[DO THIS]
Starting at the line containing "of the chain-link" and running through the end of the material, format those lines as a JSON list of strings, one string per line. Leave out any blank lines.

[Point labeling examples]
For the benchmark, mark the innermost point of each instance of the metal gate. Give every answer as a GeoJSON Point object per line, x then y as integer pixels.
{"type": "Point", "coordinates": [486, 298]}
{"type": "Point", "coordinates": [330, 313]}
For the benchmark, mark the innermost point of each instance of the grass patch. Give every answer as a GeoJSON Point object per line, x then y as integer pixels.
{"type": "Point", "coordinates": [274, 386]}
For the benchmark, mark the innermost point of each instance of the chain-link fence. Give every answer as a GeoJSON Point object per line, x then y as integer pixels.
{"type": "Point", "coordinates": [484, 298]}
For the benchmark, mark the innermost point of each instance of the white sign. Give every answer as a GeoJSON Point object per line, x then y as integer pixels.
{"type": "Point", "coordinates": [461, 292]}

[RESULT OF THIS TASK]
[
  "For the benchmark, mark the innermost point of each instance of the chain-link fence. Give every answer as a GeoJSON Point object per line, x then y as integer pixels.",
  "{\"type\": \"Point\", \"coordinates\": [484, 298]}",
  "For the benchmark, mark the innermost point of each instance of the white sign. Give every answer as a GeoJSON Point object per line, x then y as integer pixels.",
  "{\"type\": \"Point\", \"coordinates\": [461, 292]}"
]